### Text to read
= = = = = = =

At a drone conference in Washington, D.C., last year, the trade group running the event sent a not-so-subtle message to the journalists there: The Wi-Fi password was DONTSAYDRONES in the press room.
As the drone industry takes off, many people in it say it needs a different name. They say “drone” suggests the devices are dumb, it is technically inaccurate and now has a militaristic reputation. Unmanned-aircraft advocates scold reporters and even congressmen who use the term.
But they have another problem: Few of them agree on what the devices should be called.
“Maybe we call it the ‘crone’ for commercial drone?” said John Mulcahy, a patent attorney with clients in the commercial-drone industry.
The alternatives are an alphabet soup. There is “UAV” (unmanned aerial vehicle), “RPA” (remotely piloted aircraft), and “UAS” (unmanned aircraft system). Some prefer the more digestible “unmanned aircraft,” or just “robot,” while European Union officials opt for the bulkier “RPAS,” or remotely piloted aircraft systems.
“We need another name for it, but I’m not sure what that new name should be,” said Zack Porter, a venture-capital executive considering investments in commercial drones.
The Federal Aviation Administration is still working out rules for the commercial use of drones—which U.S. farmers, filmmakers and others have been flying in growing numbers, even without permission. But both the agency and Congress have settled on a name: they use UAS in legislation and official documents.
“If the FAA calls these things bullfrogs, then I’ll call them bullfrogs,” said Michael Toscano, chief executive for the Association for Unmanned Vehicle Systems International, the trade group that urged reporters not to say “drones” last year.
Mr. Toscano said the term drone makes most people think “weaponized, hostile, large and autonomous.” He prefers UAS because it encompasses the entire system, including “the technology on the ground with the human at the controls,” he told Congress last year. “As I like to say, there’s nothing unmanned about unmanned systems.”
Sen. Patrick Leahy (D., Vt.) responded at that hearing: “I appreciate you telling us what we should call them, but…why don’t you leave that decision to us? We’ll decide what we’ll call them. You call them whatever you’d like to call them.”
But it isn’t hard to find advocates who drone on about why they don’t like the term UAS and its “unmanned” cousins. “I hate the word unmanned,” said Don Wirthlin, a drone-pilot instructor in Douglas, Ariz. “Last time I checked, I was a human flying a UAV.”
Ben Gielow, the former general counsel of the unmanned-aircraft trade group, said that “unmanned” isn’t ideal. “We have to stop defining the technology by what it’s not,” he said. “They used to call the car a horseless carriage.”
Some of the aerospace companies that shy away from using “drone” assign their devices intimidating-sounding names such as the Wasp, TigerShark, Predator and Reaper.
Other technical names for the devices touch on the number of propellers they have, such as a quadcopter or an octocopter. And then there’s Deutsche Post DHL’s delivery drone, which the company calls the Paketkopter.
The name confusion is a headache for some. “You try to explain what you do to your families on Thanksgiving…and no one knows what the hell a UAV is,” said Zach Rosenberg, a freelance journalist who covers drones.
Even the military can’t seem to agree on a name. For example, on their websites, the Army has used drone, the Navy has used UAV and the Coast Guard has used UAS. The Air Force’s preferred term, RPA, recently received endorsement from top brass.

= = = = = = =

### Dataset content

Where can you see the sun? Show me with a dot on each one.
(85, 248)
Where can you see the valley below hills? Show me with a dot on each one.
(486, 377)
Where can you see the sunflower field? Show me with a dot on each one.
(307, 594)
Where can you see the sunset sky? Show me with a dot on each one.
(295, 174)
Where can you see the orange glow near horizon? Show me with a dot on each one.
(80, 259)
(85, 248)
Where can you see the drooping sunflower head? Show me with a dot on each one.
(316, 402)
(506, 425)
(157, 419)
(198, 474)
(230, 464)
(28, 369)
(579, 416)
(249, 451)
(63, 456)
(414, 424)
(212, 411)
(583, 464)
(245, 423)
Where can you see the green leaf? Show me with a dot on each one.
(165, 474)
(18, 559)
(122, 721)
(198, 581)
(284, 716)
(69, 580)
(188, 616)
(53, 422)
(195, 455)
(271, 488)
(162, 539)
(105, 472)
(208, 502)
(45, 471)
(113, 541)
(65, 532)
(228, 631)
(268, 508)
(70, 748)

= = = = = = =

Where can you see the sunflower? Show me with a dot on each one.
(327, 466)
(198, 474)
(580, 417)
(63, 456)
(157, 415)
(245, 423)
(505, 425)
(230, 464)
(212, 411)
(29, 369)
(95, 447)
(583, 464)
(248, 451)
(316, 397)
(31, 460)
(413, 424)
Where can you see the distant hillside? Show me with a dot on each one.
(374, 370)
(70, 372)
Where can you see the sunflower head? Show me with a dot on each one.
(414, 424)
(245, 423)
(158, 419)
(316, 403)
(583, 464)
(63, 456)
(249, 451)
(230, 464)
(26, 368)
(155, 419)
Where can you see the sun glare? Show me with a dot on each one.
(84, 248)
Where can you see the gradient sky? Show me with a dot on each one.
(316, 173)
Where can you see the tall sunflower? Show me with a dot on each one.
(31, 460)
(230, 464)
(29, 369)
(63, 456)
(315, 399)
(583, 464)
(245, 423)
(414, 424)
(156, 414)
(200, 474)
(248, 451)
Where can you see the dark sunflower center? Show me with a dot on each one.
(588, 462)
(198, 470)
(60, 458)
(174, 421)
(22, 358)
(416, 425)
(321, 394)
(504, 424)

= = = = = = =

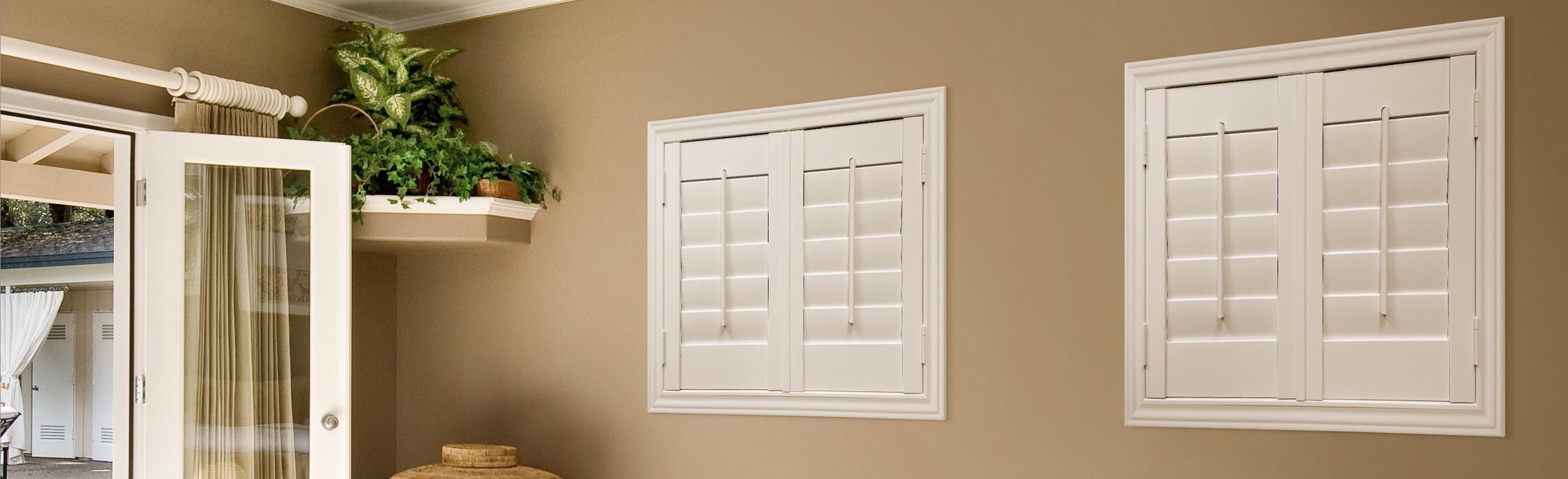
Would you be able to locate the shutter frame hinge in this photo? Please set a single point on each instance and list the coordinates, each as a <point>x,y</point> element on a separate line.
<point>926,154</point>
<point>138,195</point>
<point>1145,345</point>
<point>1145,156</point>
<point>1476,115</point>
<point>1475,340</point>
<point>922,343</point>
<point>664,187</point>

= = = = = = =

### Challenge A
Reproduce the passage of the drone-naming article from "As the drone" to "piloted aircraft systems." word for word.
### Challenge B
In the article on what to call drones, which term does the Air Force prefer?
### Challenge C
Continue the article on what to call drones, starting after its final sentence.

### Result A
As the drone industry takes off, many people in it say it needs a different name. They say “drone” suggests the devices are dumb, it is technically inaccurate and now has a militaristic reputation. Unmanned-aircraft advocates scold reporters and even congressmen who use the term.
But they have another problem: Few of them agree on what the devices should be called.
“Maybe we call it the ‘crone’ for commercial drone?” said John Mulcahy, a patent attorney with clients in the commercial-drone industry.
The alternatives are an alphabet soup. There is “UAV” (unmanned aerial vehicle), “RPA” (remotely piloted aircraft), and “UAS” (unmanned aircraft system). Some prefer the more digestible “unmanned aircraft,” or just “robot,” while European Union officials opt for the bulkier “RPAS,” or remotely piloted aircraft systems.

### Result B
RPA

### Result C
“You will never hear me use the word ‘drone,’ and you’ll never hear me use the term ‘unmanned aerial systems,’ ” Gen. Martin Dempsey, chairman of the Joint Chiefs of Staff, told reporters in May. “Because they are not. They are remotely piloted aircraft.”
However, it was the military that originally nicknamed the devices “drones,” said Ben Zimmer, a lexicographer who has researched the history of the term. In 1935, the U.S. Navy began using unmanned aircraft as aerial targets for shooting practice. The British Royal Navy had named its unmanned target aircraft the Queen Bee, Mr. Zimmer said, so in homage, the Navy called its targets “drones,” which means male bee.
Many unmanned-aircraft enthusiasts say that is why the term drone is inaccurate—because it should refer only to aircraft used for target practice. But Mr. Zimmer disagrees, saying the military began arming unmanned aircraft and calling them “assault drones” in World War II.
As early as 1946, the media had picked up the term. “Drones, as the radio-controlled aircraft are called, have many potentialities, civilian and military,” the magazine Popular Science wrote that year.
During a question-and-answer session with U.S. Rep. Frank LoBiondo (R., N.J.) at a drone conference this year, Dick Rumpf, head of a consulting firm, took the congressman to task for using the term drone. “If you guys stop using the word drone…the press won’t poison the minds of John Q. Public with thinking we’re going to be hitting them with weapons,” he said to applause.
“I totally agree with you,” Rep. LoBiondo replied. “I will try to sensitize my colleagues.”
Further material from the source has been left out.